USING THE INFORMATION |
1. In the piece on abortion, what three things do the opponents of abortion want to ban even though they are proven to reduce the need for it?
2. Reproduce the part of the piece on abortion starting with "Because that is" and going on through "dare to disagree.".

SOURCE DOCUMENT below:

Lucifer and research

When did that teaching morph into “accept me as your savior or burn in Hell,” and the strange interpretations gleaned from writings written years, if not decades, after the poor man lived and horribly died? When did these passages, assembled by a Roman Emperor’s council with an eye for controlling the masses, become the standard by which we all should be FORCED to live?

Because that is what I see from the political entity that has evolved into the Religious Right. They’re simple black and white thinking that have no basis in the holy books I’ve read (and I have read 2 versions of the Bible, The Book of Enoch, and countless others- know thy adversary and all that.)

Like Constantine, these extremists pick and choose which pieces of scripture they like, wielding them like loaded guns to control those who dare to disagree.

So, let’s dive right into the major issue at hand. Abortion. Those who oppose it claim to be Pro-Life. But are they? Because the majority of those I hear about or know, simply think women, by nature of their (God-given?) biology are required to bear children whether they want them or not.

But these fanatics also want to ban the very things that are proven to reduce the need for abortion. Education, healthcare, easy access to birth control.

And in the US, once a woman gives birth, she is burdened with a miniscule leave from the job she most likely needs to survive, must find and pay for care for said infant while she returns to work, and exorbitant insurance or healthcare costs.

How is that Pro-Life?

Do these people shouting at women outside of Planned Parenthood clinics line up to adopt these children they claim to be saving?

Which brings me back to the main connecting theme of my angst. Why is the morality that a woman should be forced to bear a child more important than the morality to care for those who choose to bear children? Why does an unformed zygote have more rights than a contributing member of society?

Why does the Thou Shalt Not Kill part of the commandments apply to a woman and a fetus, yet not some blowhard with an AR-15? Why is it acceptable for a man to break the adultery commandment repeatedly, yet preach that a woman who is raped must carry any resulting child to term? Why are men chiming in on this issue at all?

Why is Viagra covered by most insurance plans, yet birth control coverage is disputed?

I am Pro-Choice, not because I think women should run out and have abortions as birth control, but because until men do not rape, until there is not one victim of incest, until the burden of possible pregnancy is shared equally between men and women, abortion needs to be a legal option.

End of SOURCE DOCUMENT.
EXTRACTED RECORDS below:

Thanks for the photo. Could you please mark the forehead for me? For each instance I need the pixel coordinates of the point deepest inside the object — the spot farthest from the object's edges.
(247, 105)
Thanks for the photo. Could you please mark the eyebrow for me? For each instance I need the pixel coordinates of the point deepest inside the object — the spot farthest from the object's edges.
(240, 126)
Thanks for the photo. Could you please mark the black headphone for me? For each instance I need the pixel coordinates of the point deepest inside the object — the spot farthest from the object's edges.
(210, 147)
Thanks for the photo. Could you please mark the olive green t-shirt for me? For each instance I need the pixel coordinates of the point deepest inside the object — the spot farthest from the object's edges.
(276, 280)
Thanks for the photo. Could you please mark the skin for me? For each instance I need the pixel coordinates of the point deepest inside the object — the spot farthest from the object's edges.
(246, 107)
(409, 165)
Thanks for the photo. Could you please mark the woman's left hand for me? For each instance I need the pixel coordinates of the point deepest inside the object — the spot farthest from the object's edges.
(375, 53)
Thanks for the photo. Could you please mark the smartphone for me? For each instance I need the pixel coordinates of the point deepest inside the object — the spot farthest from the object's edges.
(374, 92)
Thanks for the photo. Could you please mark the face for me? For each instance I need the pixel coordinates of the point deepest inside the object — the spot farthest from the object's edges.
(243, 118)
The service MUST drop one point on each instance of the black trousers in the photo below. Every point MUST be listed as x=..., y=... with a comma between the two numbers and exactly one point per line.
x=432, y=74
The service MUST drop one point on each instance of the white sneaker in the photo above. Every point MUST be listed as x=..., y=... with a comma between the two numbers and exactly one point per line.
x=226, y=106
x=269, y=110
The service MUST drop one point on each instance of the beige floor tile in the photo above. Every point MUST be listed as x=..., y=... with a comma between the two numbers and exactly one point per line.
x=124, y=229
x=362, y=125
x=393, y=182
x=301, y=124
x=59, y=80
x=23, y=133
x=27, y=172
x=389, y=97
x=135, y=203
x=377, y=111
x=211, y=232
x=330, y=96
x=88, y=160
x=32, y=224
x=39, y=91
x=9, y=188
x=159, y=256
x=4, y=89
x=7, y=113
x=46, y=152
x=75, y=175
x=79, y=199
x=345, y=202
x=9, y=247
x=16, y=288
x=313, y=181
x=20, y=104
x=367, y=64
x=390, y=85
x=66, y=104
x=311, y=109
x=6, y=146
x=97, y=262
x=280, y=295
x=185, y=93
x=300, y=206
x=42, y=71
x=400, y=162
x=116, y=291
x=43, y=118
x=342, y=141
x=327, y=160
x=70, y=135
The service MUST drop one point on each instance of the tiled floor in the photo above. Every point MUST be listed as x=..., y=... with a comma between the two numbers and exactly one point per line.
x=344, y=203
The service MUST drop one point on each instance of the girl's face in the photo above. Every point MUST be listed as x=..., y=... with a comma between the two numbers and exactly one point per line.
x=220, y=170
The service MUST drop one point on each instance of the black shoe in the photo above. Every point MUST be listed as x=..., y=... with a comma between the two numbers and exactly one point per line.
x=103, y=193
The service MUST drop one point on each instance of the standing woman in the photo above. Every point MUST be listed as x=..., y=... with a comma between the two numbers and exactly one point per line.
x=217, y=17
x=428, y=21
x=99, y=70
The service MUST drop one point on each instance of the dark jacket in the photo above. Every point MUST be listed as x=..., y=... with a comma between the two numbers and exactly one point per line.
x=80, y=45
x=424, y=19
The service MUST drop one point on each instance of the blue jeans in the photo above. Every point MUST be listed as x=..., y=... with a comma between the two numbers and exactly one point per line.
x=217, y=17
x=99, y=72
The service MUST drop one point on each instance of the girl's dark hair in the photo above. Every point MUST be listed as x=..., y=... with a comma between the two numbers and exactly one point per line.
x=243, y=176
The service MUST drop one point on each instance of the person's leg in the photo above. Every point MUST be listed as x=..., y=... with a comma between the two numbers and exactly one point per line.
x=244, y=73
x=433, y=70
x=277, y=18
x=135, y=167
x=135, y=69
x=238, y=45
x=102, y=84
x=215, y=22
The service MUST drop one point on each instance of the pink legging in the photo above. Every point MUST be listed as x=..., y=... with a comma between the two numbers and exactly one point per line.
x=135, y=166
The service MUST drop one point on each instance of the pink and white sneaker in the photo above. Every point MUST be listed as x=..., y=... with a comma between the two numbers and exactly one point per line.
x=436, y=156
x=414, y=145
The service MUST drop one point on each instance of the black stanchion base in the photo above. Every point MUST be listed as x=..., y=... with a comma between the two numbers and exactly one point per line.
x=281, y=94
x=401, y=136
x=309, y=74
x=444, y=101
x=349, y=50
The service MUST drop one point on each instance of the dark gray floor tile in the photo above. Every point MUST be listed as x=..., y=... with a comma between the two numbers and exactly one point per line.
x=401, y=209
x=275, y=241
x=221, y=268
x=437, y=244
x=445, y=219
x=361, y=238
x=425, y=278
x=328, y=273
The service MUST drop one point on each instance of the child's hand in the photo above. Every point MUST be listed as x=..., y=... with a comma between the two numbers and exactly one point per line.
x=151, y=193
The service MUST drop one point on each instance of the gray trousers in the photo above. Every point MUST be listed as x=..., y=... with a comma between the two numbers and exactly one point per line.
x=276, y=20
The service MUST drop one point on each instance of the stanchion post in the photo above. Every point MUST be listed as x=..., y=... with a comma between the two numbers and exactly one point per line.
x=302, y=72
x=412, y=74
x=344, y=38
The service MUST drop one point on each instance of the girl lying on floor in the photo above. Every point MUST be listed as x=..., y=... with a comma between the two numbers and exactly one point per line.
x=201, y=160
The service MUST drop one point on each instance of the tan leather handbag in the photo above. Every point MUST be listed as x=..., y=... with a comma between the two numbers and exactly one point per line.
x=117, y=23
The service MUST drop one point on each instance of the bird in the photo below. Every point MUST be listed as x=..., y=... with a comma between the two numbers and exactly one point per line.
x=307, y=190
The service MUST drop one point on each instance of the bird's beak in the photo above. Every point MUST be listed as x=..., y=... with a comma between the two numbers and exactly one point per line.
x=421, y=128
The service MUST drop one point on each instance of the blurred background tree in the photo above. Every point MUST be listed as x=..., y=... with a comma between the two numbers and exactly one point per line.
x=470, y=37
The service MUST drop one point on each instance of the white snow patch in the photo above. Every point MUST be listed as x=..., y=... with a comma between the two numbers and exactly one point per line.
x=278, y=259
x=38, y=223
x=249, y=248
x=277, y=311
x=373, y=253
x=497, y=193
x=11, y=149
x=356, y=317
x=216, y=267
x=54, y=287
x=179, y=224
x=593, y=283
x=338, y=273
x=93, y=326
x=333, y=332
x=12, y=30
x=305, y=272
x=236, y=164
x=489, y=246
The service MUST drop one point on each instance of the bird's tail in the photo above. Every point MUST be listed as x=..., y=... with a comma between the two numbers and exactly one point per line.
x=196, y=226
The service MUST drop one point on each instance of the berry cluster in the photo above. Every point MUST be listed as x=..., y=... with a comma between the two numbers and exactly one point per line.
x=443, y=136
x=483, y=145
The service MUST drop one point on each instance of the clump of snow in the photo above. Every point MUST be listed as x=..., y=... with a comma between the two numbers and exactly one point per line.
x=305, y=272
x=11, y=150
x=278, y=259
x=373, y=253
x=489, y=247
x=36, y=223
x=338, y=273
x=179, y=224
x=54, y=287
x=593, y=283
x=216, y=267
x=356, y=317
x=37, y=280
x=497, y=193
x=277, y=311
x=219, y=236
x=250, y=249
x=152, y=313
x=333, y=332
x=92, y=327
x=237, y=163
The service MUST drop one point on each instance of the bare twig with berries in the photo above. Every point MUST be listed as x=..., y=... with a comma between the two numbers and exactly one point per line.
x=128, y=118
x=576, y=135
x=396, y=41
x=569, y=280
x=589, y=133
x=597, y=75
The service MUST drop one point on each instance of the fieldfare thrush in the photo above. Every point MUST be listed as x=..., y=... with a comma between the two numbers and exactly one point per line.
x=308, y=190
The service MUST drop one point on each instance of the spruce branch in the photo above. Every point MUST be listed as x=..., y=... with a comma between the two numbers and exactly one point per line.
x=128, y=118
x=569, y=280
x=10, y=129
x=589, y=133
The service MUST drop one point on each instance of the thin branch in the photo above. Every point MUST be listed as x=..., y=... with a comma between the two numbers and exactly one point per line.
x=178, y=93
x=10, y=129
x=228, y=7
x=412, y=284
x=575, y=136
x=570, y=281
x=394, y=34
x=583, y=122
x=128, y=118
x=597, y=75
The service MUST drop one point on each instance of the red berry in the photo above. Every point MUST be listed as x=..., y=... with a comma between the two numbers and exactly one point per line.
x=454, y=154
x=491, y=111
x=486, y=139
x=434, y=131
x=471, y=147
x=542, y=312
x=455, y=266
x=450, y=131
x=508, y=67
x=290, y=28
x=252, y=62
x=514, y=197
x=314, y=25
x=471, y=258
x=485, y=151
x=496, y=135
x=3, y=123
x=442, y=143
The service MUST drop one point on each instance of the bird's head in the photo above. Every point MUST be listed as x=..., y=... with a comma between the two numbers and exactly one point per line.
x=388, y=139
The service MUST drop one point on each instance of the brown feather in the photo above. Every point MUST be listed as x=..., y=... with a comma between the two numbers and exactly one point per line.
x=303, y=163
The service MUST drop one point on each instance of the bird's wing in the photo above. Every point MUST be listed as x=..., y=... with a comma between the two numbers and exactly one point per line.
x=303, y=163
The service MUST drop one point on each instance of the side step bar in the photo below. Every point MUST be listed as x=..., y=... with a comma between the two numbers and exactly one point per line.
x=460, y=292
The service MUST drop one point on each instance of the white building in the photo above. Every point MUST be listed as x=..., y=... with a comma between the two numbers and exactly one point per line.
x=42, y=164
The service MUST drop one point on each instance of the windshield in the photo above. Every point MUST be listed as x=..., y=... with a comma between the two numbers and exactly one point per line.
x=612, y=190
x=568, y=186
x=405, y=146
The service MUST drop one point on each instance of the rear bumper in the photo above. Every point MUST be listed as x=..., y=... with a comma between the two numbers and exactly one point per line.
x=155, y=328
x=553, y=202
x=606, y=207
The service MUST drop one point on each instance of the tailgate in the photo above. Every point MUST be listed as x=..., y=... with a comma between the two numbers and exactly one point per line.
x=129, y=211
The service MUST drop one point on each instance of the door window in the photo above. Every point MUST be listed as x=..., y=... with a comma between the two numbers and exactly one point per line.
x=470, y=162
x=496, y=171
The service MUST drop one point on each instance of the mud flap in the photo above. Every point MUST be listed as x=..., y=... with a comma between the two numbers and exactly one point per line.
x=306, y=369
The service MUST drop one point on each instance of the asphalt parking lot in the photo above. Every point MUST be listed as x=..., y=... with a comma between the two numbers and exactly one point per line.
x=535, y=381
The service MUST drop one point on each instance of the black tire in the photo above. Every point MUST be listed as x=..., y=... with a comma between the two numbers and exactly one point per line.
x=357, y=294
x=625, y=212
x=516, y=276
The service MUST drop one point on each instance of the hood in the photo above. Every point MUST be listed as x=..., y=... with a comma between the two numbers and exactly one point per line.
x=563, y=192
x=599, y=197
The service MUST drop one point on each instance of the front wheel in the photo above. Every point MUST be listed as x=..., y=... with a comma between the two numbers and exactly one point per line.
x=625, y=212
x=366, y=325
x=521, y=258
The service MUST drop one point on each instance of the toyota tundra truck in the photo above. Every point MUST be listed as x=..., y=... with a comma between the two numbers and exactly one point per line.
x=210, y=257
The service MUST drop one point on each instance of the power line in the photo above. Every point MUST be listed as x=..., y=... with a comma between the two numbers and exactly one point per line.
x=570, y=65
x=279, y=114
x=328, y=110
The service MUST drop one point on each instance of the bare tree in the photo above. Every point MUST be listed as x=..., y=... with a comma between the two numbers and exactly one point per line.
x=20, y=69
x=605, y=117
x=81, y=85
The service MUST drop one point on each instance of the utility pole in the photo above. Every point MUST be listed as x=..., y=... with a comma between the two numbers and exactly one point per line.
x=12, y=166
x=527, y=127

End of EXTRACTED RECORDS.

RESULTS OF THE TASKS |
1. Education, healthcare, and easy access to birth control.

2.
Because that is what I see from the political entity that has evolved into the Religious Right. They’re simple black and white thinking that have no basis in the holy books I’ve read (and I have read 2 versions of the Bible, The Book of Enoch, and countless others- know thy adversary and all that.)

Like Constantine, these extremists pick and choose which pieces of scripture they like, wielding them like loaded guns to control those who dare to disagree.